**TEXT PROVIDED:**
Whoa, where are we going with this?

Everywhere.

From the battery in your cell phone, the glass in your windows, the energy that runs through your home, and even the air that flows through spaceships: Lithium is an essential ingredient of life.

The world we live in thrives on energy, and our need for it will only increase in the future.

Just think of all the hybrid and electric cars that you see on the road today — rechargeable lithium-ion batteries are what keep them running.

Your cell phone? Same thing.

And these new tech conveniences are not only here to stay, they’ve also become vital for everyday life.

Lithium keeps life at home that much more comfortable, too.

The glass in your windows has ties to lithium. It helps glassmakers save energy when they melt it down and mix in other materials to make the glass stronger and with fewer impurities.

The same goes for other metals like aluminum and copper.

And it all comes back to energy.

Without it, we should just forget about every single one of those products.

And no matter what you're using, there’s a good chance that lithium is fueling it…

Do I Have the Energy for This?

I want you to take a quick look at how the U.S. uses various sources of energy:

US Energy Consumption

In 2016, the U.S. used five primary sources to generate electricity.

According to the Energy Information Administration (EIA): coal accounted for 30% of generation, natural gas made up 33%, nuclear power made up nearly 20%, renewables (including hydropower, wind, biomass, solar, and geothermal) was around 14.9%.

Now, if you’re scratching your head and are wondering why this is important to the coming lithium revolution, there’s just one sector to look at…

Transportation.

Take another glance at the chart above and you’ll see that petroleum powers 92% of the U.S. transportation sector.

Last year, approximately 268.8 million vehicles were registered in the U.S.

Make no mistake, dear reader: This is the transition that will take the lithium revolution to the next level.

Here in the U.S., electric vehicles (EVs) made a huge jump in 2016, with 159,000 new EVs on the road — a 38% increase over 2015.

Just imagine the amount of electricity needed for a full EV takeover.

And it’s becoming increasingly clear that the world’s largest automakers are just beginning to make the switch to EVs.

Granted, this is also not to mention that the Tesla Gigafactory 1 is officially churning out its affordable Model 3 cars and is projected to be pumping out 500,000 EVs per year within the next few years.

Here’s a quick list of just some of the major announcements:

  • Ford Motor Company plans to invest $11 billion by 2022 and to have 40 hybrid and fully electric vehicles available to consumers.
  • Volkswagen announced there would be an electric option for all of its models by 2030.
  • GM stated late last year that it would expand its EV fleet, adding two new electric vehicles in 2018 and then another 18 EV models within the next five years.

In total, the world’s automakers are investing a whopping $90 billion in both battery technology and electric car development.

In other words, the world is going all-in on EVs, and it will drive lithium demand — and prices — through the roof!

But here’s the really interesting part…

It’s not just companies that are taking the lead on this push for all-electric vehicles.

We’re now seeing entire COUNTRIES planning to ban traditional fossil fuel-driven vehicles in the coming years.

China, the largest car exporter in the world, is planning to ban the sale of petroleum and diesel cars in the future.

**JOBS:**
1/ Update the lithium article by rewriting everything from "Lithium keeps life" down to "aluminum and copper.", with "copper" replaced by "nickel".
2/ According to the lithium article, what percentage of U.S. electricity generation did natural gas account for in 2016?
3/ Continue the article on lithium and electric vehicles, picking up after its final sentence.

(Detection examples)
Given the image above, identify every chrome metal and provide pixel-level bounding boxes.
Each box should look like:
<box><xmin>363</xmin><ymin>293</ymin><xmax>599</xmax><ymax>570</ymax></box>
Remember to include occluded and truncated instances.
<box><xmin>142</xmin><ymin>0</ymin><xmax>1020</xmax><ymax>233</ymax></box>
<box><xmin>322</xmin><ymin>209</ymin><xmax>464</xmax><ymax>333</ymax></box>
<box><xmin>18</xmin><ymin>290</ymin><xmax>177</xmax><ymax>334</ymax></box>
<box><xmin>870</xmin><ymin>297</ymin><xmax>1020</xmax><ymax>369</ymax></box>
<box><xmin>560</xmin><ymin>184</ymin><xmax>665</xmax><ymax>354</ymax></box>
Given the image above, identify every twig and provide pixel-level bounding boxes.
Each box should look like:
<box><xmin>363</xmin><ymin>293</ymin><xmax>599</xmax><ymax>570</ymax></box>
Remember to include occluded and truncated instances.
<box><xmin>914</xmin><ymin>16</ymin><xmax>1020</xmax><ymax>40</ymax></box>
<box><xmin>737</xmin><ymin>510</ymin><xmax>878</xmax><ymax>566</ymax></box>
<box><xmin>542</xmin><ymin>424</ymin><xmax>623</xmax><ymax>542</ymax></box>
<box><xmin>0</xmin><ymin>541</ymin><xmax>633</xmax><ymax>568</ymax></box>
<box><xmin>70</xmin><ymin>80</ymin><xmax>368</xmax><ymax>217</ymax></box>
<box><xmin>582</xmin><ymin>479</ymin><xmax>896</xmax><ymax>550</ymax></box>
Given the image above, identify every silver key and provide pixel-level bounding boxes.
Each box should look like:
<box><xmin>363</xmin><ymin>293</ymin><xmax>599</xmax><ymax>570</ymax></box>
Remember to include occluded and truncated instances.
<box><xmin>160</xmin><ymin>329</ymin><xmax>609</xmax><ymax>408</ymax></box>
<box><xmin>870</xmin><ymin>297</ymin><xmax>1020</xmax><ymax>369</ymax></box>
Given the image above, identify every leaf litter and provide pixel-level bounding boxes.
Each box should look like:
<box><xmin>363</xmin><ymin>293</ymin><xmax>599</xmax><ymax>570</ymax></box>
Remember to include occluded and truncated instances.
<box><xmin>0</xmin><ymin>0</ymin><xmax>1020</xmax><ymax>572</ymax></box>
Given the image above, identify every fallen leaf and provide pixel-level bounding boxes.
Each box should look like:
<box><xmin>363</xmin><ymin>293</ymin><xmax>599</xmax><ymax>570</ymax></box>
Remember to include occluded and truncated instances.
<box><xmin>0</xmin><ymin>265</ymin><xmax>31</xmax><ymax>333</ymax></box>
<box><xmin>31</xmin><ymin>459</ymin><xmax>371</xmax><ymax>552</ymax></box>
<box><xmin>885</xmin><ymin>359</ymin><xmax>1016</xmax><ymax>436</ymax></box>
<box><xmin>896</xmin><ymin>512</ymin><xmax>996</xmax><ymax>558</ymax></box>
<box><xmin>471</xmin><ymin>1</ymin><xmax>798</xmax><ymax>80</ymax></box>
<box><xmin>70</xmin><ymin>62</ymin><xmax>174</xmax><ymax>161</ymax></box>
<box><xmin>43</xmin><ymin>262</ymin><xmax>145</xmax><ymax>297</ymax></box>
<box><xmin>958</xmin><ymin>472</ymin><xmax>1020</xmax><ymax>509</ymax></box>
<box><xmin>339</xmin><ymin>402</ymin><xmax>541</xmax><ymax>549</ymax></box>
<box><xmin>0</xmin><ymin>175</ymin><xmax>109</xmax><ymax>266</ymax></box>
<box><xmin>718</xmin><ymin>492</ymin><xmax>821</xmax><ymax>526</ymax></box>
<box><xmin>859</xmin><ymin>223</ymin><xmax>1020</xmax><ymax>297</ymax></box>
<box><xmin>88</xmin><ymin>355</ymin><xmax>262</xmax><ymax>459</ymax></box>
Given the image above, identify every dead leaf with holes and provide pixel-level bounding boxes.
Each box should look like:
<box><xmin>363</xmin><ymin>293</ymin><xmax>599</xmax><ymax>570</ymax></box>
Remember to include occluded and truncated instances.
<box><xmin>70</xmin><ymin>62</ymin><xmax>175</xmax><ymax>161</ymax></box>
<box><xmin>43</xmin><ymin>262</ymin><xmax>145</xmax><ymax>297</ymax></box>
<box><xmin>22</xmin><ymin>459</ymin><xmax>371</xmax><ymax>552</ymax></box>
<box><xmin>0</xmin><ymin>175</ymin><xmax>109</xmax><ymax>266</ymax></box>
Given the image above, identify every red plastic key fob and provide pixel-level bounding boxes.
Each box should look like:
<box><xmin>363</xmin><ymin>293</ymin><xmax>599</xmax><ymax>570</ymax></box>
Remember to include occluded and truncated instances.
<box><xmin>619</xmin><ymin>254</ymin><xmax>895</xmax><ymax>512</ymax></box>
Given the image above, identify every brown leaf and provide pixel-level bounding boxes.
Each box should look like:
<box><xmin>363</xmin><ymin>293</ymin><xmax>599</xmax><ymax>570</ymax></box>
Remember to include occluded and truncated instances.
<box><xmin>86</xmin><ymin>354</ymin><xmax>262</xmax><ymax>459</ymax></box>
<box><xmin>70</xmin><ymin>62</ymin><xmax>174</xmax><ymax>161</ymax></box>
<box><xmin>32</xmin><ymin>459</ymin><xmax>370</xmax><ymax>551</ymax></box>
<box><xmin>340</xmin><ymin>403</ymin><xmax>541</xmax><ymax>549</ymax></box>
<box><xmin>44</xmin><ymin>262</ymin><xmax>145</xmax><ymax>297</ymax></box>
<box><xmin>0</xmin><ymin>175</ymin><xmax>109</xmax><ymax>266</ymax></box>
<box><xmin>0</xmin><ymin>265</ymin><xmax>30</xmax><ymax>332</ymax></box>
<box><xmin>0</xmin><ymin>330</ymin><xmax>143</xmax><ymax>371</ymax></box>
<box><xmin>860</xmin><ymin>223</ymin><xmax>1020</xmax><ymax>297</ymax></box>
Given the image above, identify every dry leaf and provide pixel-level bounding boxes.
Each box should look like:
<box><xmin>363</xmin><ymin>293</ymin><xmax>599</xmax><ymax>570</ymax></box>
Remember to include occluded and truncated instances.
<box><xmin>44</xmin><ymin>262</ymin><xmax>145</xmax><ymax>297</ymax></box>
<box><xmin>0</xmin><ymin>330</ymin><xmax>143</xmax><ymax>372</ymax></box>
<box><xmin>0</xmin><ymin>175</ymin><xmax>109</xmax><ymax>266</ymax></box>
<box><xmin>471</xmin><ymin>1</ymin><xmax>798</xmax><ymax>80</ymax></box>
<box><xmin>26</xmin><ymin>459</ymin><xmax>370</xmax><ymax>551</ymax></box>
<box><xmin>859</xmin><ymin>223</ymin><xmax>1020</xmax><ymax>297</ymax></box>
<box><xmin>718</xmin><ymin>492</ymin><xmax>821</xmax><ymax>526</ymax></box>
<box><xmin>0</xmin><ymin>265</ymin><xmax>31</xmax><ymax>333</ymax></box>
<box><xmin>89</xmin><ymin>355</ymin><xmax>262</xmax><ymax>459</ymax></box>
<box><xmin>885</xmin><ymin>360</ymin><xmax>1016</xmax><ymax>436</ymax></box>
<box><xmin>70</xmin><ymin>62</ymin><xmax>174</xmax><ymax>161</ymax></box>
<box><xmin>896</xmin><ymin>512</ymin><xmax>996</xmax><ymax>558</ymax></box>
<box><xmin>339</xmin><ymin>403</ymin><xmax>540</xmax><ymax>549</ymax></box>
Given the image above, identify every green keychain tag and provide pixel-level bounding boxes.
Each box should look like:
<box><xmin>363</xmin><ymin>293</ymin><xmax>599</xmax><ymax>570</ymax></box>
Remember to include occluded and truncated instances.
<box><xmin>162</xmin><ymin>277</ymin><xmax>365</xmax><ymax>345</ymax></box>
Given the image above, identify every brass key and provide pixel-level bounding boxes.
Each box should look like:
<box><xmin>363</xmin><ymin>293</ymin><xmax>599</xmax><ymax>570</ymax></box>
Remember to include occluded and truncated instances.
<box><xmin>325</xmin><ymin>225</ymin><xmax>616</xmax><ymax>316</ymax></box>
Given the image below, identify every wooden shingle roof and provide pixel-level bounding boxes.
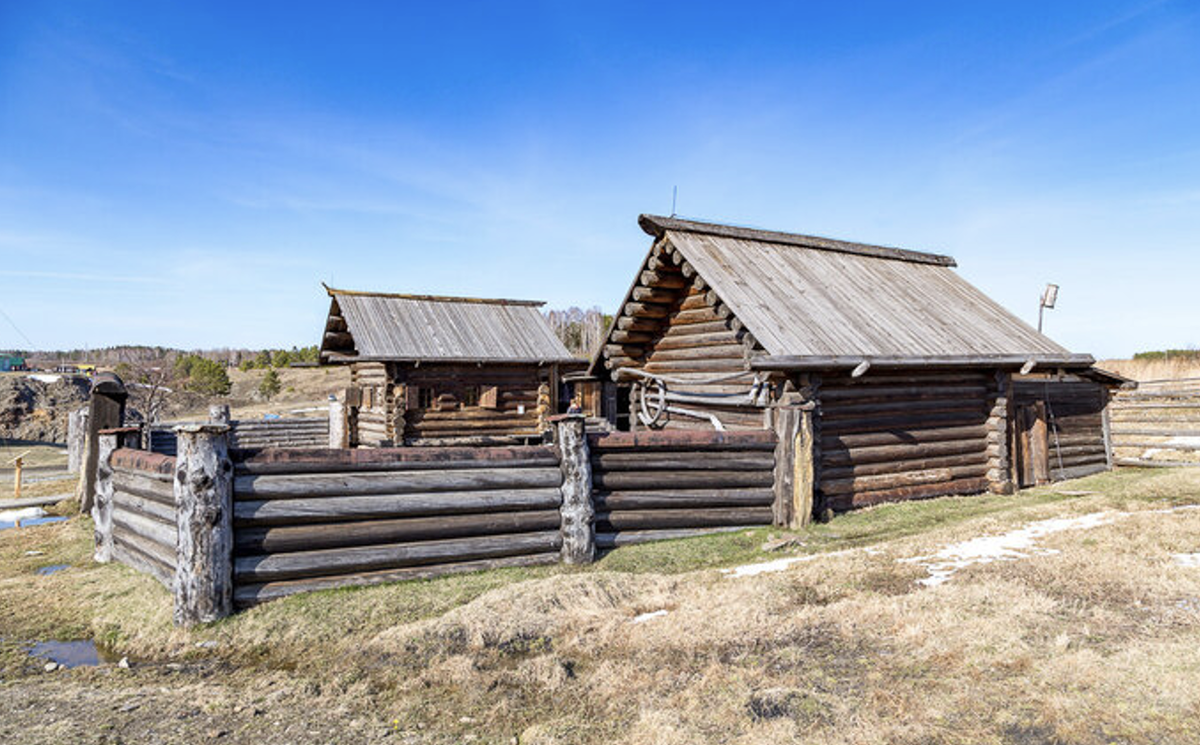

**SOLVED TASKS:**
1/
Lithium keeps life at home that much more comfortable, too.

The glass in your windows has ties to lithium. It helps glassmakers save energy when they melt it down and mix in other materials to make the glass stronger and with fewer impurities.

The same goes for other metals like aluminum and nickel.

2/ 33%

3/
Both France and the UK are also banning these traditional vehicles by 2040.

In the Netherlands, all cars are expected to be emission-free by 2030.

And in Norway, sales of gasoline and diesel cars will be banned by 2025.

Think about the amount of lithium-ion batteries that would be needed to replace the 1 billion motor vehicles on the road in the world today.

Below, you’ll see firsthand that the overwhelming amount of lithium supply in the future will be directed toward the battery sector:

Lithium Global Market

That, of course, begs another question: Will we have enough lithium for this revolution?

Where Is This Coming From?

First, you have to understand that lithium doesn’t occur in nature on its own.

It's abundant on Earth but only as a part of other mineral mixtures. Saltwater brines, rocks, and clays all have lithium in them.

3

This graph shows the sources of lithium by percentages.

As you can see, the largest portion of lithium comes from continental brines.

Despite this, Australia (via hard-rock mining operations) was the biggest producer of this energy metal in 2016, producing approximately 14,300 tons of lithium.

The second-biggest producer of lithium in 2015, Chile, came close with 12,900 tons reported.

However, the important thing to remember when it comes to lithium supply is that half of the world’s lithium resources can be found in the “Lithium Triangle.”

The Lithium Triangle is located in Chile, Argentina, and Bolivia. In fact, more than one-third of the world’s production of lithium carbonate comes from this area.

In the U.S., there’s only a single operating lithium mine, which is located in Nevada.

Believe me, there’s a reason why Elon Musk chose to put his first gigafactory there!

The challenge in Nevada, however, will be developing efficient methods to extract lithium from the growing list of projects taking shape…

What Can I Do With This?

If you're planning to invest for the future, Tesla is the obvious place to start. But don’t invest in the company directly...

Tesla's announcement of its Gigafactory 1 last year spurred a huge reaction in the lithium battery world.

Now that it's operational, the race is on.

More importantly, there are several companies that have been making rechargeable batteries for new tech devices (think smartphones and laptops), and EV-hybrid cars for years.

The Gigafactory 1, however, is raising the bar. And like I just mentioned above, virtually all major automakers are quickly expanding their fleets of electric vehicles.

And that's not to mention the tech companies and transportation startups that have jumped on board!

Again, it brings up a serious question regarding supply…

Tesla's Gigafactory 1 was originally slated to be operational by 2020 but is now expected to be operating at full capacity by 2018.

However, rather than invest in Tesla and its history of slow production and missed deadlines, investors may find more value in its partners.

Panasonic, the company that's been providing major electronics to the world for years, has already invested. This battery company has business all over the world and not only has a stake in Gigafactory 1 but also the second one still being planned for construction in Japan.

Remember, lithium is not rare.

However, the supply chain is held tightly.

Just four massive mining companies control an overwhelming amount of global supply.

And to make matters worse, this lithium oligarchy also sets its own prices!

But even though supply is tightly controlled, we have to remember that demand will skyrocket.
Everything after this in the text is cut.